On the one-year anniversary of his death, his 10 siblings; 13 nieces, nephews, and other family members; and five Catholic priests got together to celebrate Peter’s life and remember all he did for all of us. Every person there and many more could tell you how this sweet little boy contributed. He made his family and all of those who knew him better people. That’s what these precious kids with disabilities like Down syndrome or trisomy18 do for us. Over 90 percent of these kids are aborted, and will never have the chance to experience the love of their families and help us be more compassionate, loving people. Peter was pure love.
These kids are teachers of our souls, and the world needs all the blessings they bring us. No one should have the right to make treatment decisions about anyone based on policies that the patient and family aren’t even aware of. Our family has to live with the pain of how Peter died, knowing it very likely didn’t have to be like it was. We’ll always consider him our greatest gift, besides our faith.
Fighting back against ‘futile-care’ policies
In March 2012, after her son Peter’s mysterious and tragic death, Mary Kellett testified on behalf of a bill in the Minnesota state legislature requiring children’s hospitals to disclose futility-of-care policies to parents. The bill didn’t pass, but backers hope to introduce it again. At the hearing, she declared,
I have talked to many other families who also have children with disabilities that have similar concerns and stories to share. By having this policy, doctors and hospitals are making a value judgment about children that only parents have the right to make. The hospital spokesman has testified that this policy is rarely used and families know about it. We were never told about this policy. . . .

_Work to complete_
A - Quote the passage about futile-care policies between "These kids are teachers" and "besides our faith.", inclusive.
B - Using the passage about futile-care policies, mark each statement yes if it agrees with the passage and no if it does not, and quote the words that decide it: (i) The bill Mary Kellett testified for passed the Minnesota state legislature. (ii) Five Catholic priests joined the gathering on the one-year anniversary of Peter's death. (iii) Peter's family was told about the hospital's policy.

_Extracted information_
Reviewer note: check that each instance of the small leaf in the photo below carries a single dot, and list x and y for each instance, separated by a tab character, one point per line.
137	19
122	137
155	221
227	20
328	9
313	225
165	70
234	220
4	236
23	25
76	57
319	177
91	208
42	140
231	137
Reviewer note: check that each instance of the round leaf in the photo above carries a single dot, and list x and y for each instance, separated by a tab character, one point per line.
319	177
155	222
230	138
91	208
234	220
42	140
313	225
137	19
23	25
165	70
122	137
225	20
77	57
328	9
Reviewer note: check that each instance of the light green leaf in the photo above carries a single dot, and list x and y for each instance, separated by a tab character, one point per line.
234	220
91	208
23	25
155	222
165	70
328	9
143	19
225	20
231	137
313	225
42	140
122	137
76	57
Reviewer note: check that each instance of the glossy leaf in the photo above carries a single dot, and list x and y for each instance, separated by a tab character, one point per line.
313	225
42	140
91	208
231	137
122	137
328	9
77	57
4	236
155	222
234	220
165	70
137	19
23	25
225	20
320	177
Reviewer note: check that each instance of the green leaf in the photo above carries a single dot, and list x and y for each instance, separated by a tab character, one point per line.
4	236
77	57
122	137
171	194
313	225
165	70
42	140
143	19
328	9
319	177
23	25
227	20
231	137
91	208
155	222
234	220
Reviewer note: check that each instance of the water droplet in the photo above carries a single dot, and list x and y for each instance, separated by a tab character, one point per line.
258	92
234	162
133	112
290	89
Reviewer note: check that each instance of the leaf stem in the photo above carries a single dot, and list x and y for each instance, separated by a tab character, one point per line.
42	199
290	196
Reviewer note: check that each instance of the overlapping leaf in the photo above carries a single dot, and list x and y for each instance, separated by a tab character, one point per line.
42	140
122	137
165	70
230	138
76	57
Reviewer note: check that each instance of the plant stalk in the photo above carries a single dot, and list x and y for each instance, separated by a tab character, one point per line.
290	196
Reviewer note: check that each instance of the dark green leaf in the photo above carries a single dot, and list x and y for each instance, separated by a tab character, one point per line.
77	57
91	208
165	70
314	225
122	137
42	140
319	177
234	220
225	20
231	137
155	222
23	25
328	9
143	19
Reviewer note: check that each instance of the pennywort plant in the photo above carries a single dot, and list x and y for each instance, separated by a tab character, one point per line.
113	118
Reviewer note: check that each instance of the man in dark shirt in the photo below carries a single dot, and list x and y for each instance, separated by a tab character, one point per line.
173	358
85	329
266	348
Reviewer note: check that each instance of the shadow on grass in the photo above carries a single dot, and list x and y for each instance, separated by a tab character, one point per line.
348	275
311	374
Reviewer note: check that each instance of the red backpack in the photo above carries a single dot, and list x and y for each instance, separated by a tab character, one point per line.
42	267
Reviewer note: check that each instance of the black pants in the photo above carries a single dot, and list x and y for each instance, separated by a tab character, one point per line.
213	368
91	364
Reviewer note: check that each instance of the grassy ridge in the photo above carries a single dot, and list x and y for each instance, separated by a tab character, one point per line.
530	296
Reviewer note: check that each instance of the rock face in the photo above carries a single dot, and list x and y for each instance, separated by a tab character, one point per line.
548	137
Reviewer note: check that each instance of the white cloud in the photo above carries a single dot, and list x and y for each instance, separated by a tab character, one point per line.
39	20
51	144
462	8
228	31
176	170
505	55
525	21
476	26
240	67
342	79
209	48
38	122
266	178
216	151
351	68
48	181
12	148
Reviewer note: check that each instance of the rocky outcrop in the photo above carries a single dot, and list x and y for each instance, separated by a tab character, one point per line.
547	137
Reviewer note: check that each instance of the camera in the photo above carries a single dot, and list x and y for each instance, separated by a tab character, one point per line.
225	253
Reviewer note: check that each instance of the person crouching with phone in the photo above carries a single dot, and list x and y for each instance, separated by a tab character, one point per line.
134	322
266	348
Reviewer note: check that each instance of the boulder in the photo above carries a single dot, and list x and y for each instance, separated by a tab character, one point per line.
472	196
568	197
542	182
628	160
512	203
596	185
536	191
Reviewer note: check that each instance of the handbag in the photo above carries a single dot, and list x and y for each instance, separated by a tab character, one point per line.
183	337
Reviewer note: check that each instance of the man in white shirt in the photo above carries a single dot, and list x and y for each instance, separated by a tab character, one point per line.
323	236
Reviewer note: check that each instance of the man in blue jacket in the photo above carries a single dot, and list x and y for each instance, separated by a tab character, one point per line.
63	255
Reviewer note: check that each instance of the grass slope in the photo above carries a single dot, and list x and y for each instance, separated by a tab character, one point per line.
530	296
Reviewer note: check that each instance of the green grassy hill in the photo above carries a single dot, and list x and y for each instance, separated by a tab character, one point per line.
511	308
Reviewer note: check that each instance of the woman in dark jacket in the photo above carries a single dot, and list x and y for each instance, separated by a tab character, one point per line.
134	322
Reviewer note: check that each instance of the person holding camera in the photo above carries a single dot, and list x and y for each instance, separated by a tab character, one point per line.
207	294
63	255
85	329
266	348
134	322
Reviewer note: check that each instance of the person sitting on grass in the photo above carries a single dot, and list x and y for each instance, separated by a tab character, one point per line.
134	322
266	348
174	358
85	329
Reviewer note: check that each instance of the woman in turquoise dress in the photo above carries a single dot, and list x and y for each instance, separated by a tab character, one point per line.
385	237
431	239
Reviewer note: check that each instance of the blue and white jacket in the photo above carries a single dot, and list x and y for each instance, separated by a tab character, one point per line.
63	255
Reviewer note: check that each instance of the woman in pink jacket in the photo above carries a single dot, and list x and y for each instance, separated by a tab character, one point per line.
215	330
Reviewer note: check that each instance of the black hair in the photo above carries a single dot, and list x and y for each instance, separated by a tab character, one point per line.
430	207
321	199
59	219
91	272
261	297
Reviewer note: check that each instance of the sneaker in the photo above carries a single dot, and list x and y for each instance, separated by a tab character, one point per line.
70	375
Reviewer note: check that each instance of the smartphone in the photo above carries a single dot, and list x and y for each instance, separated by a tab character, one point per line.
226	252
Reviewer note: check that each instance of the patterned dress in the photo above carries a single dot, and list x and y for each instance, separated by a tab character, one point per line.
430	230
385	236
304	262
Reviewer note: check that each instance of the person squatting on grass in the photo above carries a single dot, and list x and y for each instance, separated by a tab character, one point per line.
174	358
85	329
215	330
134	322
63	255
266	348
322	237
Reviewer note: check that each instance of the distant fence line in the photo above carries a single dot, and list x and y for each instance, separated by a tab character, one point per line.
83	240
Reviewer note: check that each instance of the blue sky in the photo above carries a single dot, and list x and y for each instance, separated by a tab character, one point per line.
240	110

_Solutions to the exercise_
A -
These kids are teachers of our souls, and the world needs all the blessings they bring us. No one should have the right to make treatment decisions about anyone based on policies that the patient and family aren’t even aware of. Our family has to live with the pain of how Peter died, knowing it very likely didn’t have to be like it was. We’ll always consider him our greatest gift, besides our faith.

B -
(i) No: "The bill didn’t pass, but backers hope to introduce it again."
(ii) Yes: "and five Catholic priests got together to celebrate Peter’s life"
(iii) No: "We were never told about this policy."